Transcribe each record exactly. Include every one.

**RECORD EXTRACTS**:
════════════════════
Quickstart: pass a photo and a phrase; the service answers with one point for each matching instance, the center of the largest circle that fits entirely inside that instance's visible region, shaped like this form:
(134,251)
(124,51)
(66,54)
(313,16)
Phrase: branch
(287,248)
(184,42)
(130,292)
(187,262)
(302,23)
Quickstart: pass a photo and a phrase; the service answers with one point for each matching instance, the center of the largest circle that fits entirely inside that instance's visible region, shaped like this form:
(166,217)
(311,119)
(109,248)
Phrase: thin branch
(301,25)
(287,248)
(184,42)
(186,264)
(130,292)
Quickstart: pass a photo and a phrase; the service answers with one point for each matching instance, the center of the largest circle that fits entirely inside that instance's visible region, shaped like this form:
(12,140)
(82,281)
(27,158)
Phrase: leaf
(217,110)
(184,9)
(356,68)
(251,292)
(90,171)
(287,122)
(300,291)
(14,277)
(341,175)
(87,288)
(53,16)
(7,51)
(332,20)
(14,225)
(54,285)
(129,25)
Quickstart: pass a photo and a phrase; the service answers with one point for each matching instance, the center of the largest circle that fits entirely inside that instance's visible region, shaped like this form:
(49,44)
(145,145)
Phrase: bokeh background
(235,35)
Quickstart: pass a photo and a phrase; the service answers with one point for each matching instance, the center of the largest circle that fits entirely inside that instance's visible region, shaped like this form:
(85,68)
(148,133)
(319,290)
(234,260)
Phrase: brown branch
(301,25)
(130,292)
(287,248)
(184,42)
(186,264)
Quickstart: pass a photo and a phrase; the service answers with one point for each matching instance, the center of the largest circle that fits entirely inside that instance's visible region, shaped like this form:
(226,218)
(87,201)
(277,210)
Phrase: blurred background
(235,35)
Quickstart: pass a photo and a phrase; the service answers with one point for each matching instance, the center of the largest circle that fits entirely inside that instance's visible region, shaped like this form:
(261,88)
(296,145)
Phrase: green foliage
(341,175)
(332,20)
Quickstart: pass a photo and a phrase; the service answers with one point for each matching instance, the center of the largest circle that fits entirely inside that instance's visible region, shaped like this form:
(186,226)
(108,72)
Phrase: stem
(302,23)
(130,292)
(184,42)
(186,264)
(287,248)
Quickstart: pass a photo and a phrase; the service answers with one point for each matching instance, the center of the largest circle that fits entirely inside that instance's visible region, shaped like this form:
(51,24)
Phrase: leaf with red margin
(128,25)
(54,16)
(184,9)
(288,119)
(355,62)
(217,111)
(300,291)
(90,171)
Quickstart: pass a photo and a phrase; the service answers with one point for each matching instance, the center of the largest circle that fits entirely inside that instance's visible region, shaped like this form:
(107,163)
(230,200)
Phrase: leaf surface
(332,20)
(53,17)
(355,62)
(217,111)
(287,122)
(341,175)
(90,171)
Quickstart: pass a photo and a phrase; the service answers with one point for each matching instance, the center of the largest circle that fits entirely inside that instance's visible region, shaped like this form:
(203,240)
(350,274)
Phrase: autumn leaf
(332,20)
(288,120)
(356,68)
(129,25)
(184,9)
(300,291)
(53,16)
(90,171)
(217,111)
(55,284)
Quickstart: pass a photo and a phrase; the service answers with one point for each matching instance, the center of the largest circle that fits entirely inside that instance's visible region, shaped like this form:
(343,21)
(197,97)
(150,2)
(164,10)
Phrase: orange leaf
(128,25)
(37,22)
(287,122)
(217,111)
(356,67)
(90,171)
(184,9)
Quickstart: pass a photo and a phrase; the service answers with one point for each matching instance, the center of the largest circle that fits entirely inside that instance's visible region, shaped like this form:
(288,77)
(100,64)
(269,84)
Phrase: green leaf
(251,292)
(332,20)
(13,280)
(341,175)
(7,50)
════════════════════
**FULL OUTPUT**:
Quickstart: pass a photo and a phrase; the service answers with one point for each matching instance, the center of the largest circle that fits entirely inside that instance's visible region, shaped like this form:
(134,251)
(124,51)
(66,54)
(313,16)
Phrase: branch
(287,248)
(184,42)
(130,292)
(187,262)
(302,23)
Quickstart: pass a photo and a phrase; the service answers with one point for each matching instance, the center of the largest circle that fits entirely inside that instance's visible region, shaped like this form:
(166,217)
(311,119)
(109,248)
Phrase: thin branch
(301,25)
(287,248)
(184,42)
(186,264)
(130,292)
Quickstart: pass a photo and a phrase; the service answers with one point for each matching instance, the center of the largest circle that fits entirely inside that instance's visible region, shaped like this form:
(12,140)
(82,281)
(27,158)
Phrase: leaf
(217,110)
(184,9)
(356,68)
(251,292)
(90,171)
(287,122)
(300,291)
(14,277)
(341,175)
(87,288)
(53,16)
(7,51)
(332,20)
(14,225)
(54,285)
(129,25)
Quickstart: pass a photo and a phrase; the service answers with one point for each matching instance, the center of the largest circle that fits entirely inside that instance's visible region, shaped like this form:
(49,44)
(145,145)
Phrase: bokeh background
(235,35)
Quickstart: pass a photo and a phrase; the service answers with one point for each matching instance, the center of the largest circle that fits entirely inside that instance's visible region, shaped like this form:
(85,68)
(148,133)
(319,290)
(234,260)
Phrase: brown branch
(301,25)
(130,292)
(287,248)
(184,42)
(186,264)
Quickstart: pass a photo and a phrase; the service answers with one point for each matching instance, the center of the largest circle that fits entirely inside that instance's visible region, shaped like this form:
(226,218)
(87,201)
(277,210)
Phrase: blurred background
(235,35)
Quickstart: pass a photo and a phrase; the service answers with one point for each matching instance, the center of the largest circle that fits entirely inside that instance's visible region, shaped like this form:
(261,88)
(296,145)
Phrase: green foliage
(341,175)
(332,20)
Quickstart: pass a photo and a phrase; the service answers with one point for each matching instance, the center of the largest circle that fits entirely inside that instance's visible region, shaped like this form:
(186,226)
(108,72)
Phrase: stem
(302,23)
(130,292)
(184,42)
(186,264)
(287,248)
Quickstart: pass a photo and a phrase; the service answers with one point for each matching instance, the center of the largest circle that fits entirely inside that instance's visible region, shaped like this form:
(51,24)
Phrase: leaf with red margin
(128,25)
(54,16)
(184,9)
(288,119)
(355,62)
(217,111)
(300,291)
(90,171)
Quickstart: pass a photo and a phrase; the service answers with one point for each matching instance, the center of the largest circle that fits entirely inside that instance's visible region, shaped like this form:
(107,163)
(230,200)
Phrase: leaf surface
(332,20)
(53,17)
(355,62)
(217,111)
(287,122)
(341,175)
(90,171)
Quickstart: pass a photo and a phrase; the service answers with one point for each matching instance, the center of the largest circle that fits entirely inside that instance's visible region, shaped like this form:
(203,240)
(350,274)
Phrase: autumn leaf
(332,20)
(288,120)
(356,68)
(129,25)
(184,9)
(300,291)
(53,16)
(90,171)
(217,111)
(55,284)
Quickstart: pass a photo and a phrase; the service answers with one point for each matching instance, the center of the largest circle that fits entirely inside that instance's visible region, shaped like this form:
(343,21)
(197,97)
(150,2)
(164,10)
Phrase: orange leaf
(128,25)
(37,22)
(287,122)
(217,111)
(356,67)
(90,171)
(184,9)
Quickstart: pass a photo and a phrase; the service answers with one point for each matching instance, the center of the largest circle that fits entirely inside that instance's visible region, shaped like this form:
(288,77)
(100,64)
(269,84)
Phrase: green leaf
(251,292)
(332,20)
(13,280)
(341,175)
(7,50)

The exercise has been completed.